Financial steps before starting a familyMonday 13 July 2020 | Reading Time: 5 minutes
Having a child is incredibly exciting, but it can also be expensive and stressful. To get ready for your new child and all the emotional and financial changes that come with raising a newborn, you should do some planning. Here are some tips to help you welcome the newest addition to your family and help keep your family finances in order!
Make a baby budget
You want to be prepared before your baby arrives and that requires creating a budget. First, research what the ongoing costs for a child will be. Diapers, baby food, daycare, clothes, nursery items, and other essential expenses need to be calculated and integrated into your budget. The better idea you have of what you will need to spend on childcare, the better prepared you will be when the time comes. Your world is about to change, so be open to making sacrifices and cutting down some current costs to make room for the anticipated ones.
Be sure to include medical expenses in your new, family budget. Start by talking with your health insurance provider to find out how much coverage you have for hospital bills. From ultrasounds to labor and delivery costs, to vaccinations and regular check-ups, you will likely be visiting the doctor more often and racking up costs. It is better to be prepared for the expenses than to be surprised. Including the estimated hospital costs in your budget ahead of time can give you time to save and will help prevent stress down the road.
Another consideration is health insurance. You will need to determine how you want your child covered under a policy, so be sure to spend some time researching options. If you want to keep your current health insurance, you may need to change your plan to cover your baby, so talk to your health insurance provider about alternatives and costs.
Get your debt under control
When you have child expenses to pay, you may not be able to dedicate as much money toward your debt as you would like. Check your credit to see how much you owe. If you are struggling to keep up with payments or your balance is growing, you may be living beyond your means. A new baby will likely only make your finances worse. To get back on track before the baby arrives try transferring balances to a low-interest credit card to consolidate your debt. Then cut your spending down. Trim away at expenses like dining out and cable, and put that money toward your financial freedom. Not only will this help reduce what you owe to creditors, but it will also improve your credit score and give you some practice navigating the new expenses associated with kids.

DATA SUPPLIED ::

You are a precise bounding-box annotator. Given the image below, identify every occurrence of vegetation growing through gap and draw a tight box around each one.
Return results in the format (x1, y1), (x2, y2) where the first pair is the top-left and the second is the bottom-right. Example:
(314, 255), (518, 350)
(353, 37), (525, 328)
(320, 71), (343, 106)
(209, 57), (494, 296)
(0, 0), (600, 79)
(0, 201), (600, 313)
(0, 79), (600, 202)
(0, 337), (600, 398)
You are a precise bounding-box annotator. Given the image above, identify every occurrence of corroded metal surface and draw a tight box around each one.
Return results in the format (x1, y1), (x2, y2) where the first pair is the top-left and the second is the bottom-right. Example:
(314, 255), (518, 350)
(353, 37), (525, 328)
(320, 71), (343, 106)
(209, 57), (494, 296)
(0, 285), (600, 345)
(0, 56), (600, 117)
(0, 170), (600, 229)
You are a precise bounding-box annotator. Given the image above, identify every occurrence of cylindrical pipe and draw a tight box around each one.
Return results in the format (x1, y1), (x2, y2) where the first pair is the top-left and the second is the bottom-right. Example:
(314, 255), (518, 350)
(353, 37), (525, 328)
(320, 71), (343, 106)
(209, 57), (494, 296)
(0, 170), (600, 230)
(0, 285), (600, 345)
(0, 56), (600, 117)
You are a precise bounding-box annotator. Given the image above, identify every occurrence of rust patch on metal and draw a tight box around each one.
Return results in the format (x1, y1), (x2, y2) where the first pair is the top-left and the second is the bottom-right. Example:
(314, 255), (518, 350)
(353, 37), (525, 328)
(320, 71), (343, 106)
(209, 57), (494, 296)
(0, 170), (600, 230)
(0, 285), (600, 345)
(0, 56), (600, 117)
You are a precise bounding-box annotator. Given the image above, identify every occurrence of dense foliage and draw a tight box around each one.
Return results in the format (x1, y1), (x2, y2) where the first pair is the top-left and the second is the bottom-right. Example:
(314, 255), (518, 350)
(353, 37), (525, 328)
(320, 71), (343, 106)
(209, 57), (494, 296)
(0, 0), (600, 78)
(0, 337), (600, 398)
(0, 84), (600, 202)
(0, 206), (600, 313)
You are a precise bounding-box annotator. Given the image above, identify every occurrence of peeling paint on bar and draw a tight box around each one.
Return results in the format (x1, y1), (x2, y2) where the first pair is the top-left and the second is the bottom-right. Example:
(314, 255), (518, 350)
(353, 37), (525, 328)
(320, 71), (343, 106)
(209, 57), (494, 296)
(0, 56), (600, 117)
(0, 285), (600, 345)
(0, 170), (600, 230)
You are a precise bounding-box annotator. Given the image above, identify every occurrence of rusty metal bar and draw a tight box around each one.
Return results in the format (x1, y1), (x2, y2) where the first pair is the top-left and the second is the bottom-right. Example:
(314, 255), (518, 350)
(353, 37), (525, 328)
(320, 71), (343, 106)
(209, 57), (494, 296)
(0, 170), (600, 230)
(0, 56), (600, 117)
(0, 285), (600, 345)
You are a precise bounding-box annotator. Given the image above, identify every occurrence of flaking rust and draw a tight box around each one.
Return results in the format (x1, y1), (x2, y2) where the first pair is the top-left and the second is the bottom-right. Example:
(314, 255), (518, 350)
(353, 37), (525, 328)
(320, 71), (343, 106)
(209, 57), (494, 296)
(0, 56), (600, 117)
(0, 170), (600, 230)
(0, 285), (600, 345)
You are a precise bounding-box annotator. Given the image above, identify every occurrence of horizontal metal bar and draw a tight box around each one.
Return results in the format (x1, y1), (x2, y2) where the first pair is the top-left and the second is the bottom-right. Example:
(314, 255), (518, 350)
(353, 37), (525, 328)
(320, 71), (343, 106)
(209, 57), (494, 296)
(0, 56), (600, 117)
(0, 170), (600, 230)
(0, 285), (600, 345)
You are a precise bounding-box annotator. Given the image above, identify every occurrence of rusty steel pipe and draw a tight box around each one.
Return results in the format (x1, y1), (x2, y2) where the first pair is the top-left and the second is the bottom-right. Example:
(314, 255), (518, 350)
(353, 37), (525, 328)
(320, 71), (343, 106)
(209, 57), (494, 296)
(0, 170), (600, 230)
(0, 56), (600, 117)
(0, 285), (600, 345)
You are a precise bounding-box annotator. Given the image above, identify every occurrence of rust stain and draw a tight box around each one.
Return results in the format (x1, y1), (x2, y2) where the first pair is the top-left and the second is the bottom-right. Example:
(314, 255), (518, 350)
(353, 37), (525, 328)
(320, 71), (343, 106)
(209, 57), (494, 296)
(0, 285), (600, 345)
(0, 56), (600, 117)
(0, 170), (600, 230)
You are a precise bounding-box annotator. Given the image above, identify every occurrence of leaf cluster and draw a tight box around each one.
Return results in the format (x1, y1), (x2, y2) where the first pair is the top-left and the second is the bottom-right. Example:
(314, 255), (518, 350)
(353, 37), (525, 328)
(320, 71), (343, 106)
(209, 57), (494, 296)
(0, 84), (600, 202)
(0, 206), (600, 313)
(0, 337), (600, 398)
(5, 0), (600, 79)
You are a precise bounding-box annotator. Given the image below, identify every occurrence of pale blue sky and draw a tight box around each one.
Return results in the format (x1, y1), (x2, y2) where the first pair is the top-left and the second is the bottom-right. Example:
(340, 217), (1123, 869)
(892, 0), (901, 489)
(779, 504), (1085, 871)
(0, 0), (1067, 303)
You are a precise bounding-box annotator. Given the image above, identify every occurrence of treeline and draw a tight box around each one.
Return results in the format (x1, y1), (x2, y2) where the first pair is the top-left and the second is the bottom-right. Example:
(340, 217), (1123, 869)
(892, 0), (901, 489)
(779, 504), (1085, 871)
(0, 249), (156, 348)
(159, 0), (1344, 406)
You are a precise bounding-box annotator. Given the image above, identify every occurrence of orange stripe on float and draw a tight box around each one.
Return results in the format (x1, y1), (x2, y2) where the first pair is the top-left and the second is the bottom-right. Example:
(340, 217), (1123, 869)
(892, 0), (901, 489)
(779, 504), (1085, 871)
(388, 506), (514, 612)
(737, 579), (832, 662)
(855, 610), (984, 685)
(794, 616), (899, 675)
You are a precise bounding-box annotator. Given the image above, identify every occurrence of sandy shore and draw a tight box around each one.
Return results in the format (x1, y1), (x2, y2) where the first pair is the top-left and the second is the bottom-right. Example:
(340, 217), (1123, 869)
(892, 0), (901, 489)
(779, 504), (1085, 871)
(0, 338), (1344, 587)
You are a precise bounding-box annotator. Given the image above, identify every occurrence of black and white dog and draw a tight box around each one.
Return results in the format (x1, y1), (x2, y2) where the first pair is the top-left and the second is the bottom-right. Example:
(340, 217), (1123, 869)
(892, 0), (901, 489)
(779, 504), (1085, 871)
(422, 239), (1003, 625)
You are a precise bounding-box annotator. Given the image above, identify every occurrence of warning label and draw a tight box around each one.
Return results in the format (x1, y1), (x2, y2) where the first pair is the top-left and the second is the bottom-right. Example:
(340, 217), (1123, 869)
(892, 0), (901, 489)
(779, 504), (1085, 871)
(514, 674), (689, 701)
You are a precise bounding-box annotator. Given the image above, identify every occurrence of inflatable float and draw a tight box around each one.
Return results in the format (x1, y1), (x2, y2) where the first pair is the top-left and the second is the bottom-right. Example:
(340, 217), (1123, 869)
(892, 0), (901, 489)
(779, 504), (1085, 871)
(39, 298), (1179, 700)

BRIEF :: Copy the passage of the family finances article starting with "Financial steps before" and going on through "finances in order!", substituting "demanding" for "stressful". Nothing in the listing is needed here.

ANSWER SPACE ::
Financial steps before starting a familyMonday 13 July 2020 | Reading Time: 5 minutes
Having a child is incredibly exciting, but it can also be expensive and demanding. To get ready for your new child and all the emotional and financial changes that come with raising a newborn, you should do some planning. Here are some tips to help you welcome the newest addition to your family and help keep your family finances in order!